╔══

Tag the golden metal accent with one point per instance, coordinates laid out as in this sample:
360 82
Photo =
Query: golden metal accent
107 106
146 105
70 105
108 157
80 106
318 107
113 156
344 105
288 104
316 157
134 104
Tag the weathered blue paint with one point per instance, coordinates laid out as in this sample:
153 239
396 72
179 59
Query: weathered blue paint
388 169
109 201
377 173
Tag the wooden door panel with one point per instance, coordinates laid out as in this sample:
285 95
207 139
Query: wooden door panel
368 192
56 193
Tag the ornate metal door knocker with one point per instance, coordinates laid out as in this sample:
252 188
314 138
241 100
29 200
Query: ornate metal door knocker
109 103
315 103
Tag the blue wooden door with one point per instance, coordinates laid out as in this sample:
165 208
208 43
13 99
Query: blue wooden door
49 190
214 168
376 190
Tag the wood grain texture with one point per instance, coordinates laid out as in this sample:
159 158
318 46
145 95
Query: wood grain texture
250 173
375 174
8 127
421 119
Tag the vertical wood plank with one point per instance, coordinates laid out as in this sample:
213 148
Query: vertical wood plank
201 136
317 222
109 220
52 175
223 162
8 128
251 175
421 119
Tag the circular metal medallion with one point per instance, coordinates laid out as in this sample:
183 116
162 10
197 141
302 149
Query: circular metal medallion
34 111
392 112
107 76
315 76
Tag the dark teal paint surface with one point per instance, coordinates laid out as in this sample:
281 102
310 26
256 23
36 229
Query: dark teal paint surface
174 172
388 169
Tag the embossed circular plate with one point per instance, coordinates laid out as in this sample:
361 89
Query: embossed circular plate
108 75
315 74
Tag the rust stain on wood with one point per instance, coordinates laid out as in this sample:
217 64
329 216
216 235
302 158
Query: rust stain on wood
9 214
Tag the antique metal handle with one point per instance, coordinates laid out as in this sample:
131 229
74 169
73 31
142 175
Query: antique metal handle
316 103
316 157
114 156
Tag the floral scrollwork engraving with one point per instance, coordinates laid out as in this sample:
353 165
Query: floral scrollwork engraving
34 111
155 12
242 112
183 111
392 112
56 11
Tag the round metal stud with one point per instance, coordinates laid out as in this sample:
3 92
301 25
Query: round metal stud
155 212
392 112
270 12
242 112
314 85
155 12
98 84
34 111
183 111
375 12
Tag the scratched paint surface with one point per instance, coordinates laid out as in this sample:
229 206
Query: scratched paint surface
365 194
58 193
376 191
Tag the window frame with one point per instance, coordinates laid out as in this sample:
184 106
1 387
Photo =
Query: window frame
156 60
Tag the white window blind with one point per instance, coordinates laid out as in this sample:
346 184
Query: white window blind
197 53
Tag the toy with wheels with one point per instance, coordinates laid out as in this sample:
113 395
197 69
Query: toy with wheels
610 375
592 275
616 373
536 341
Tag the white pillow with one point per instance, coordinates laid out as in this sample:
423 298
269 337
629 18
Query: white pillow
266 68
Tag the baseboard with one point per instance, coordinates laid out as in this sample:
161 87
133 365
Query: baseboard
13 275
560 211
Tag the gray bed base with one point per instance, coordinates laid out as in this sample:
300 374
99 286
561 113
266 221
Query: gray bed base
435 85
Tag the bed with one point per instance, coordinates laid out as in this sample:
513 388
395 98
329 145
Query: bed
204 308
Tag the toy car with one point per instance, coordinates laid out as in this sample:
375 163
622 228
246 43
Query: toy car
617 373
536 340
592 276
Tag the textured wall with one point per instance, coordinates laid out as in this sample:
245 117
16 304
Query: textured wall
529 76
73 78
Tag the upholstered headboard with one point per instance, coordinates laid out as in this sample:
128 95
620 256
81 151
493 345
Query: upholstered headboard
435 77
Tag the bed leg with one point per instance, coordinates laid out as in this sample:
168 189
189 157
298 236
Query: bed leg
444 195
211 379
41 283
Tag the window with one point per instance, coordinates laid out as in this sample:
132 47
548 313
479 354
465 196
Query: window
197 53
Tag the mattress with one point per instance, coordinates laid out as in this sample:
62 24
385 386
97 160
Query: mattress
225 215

╚══

GOAL OF THE EXERCISE> Only the line containing "Tag the textured" and the lines after it, up to and including the last line of the data, should appear in the answer, exactly as written.

TASK ANSWER>
Tag the textured wall with one point per instance, coordinates laid out as in this sample:
245 117
16 304
Query: textured wall
529 76
73 78
Tag the upholstered headboard with one point per instance, coordinates laid out as in this sample:
128 95
620 256
81 151
493 345
Query: upholstered headboard
435 77
Tag the bed leg with one point per instance, coordinates laid out as in this sample:
168 189
189 157
298 236
Query: bed leg
444 195
211 379
41 283
Tag the window with one point per instance, coordinates laid out as in this sample:
132 47
548 313
479 354
465 196
Query: window
197 53
Tag the mattress with one point per instance, coordinates laid out as in this sample:
62 24
385 386
97 160
Query: mattress
225 215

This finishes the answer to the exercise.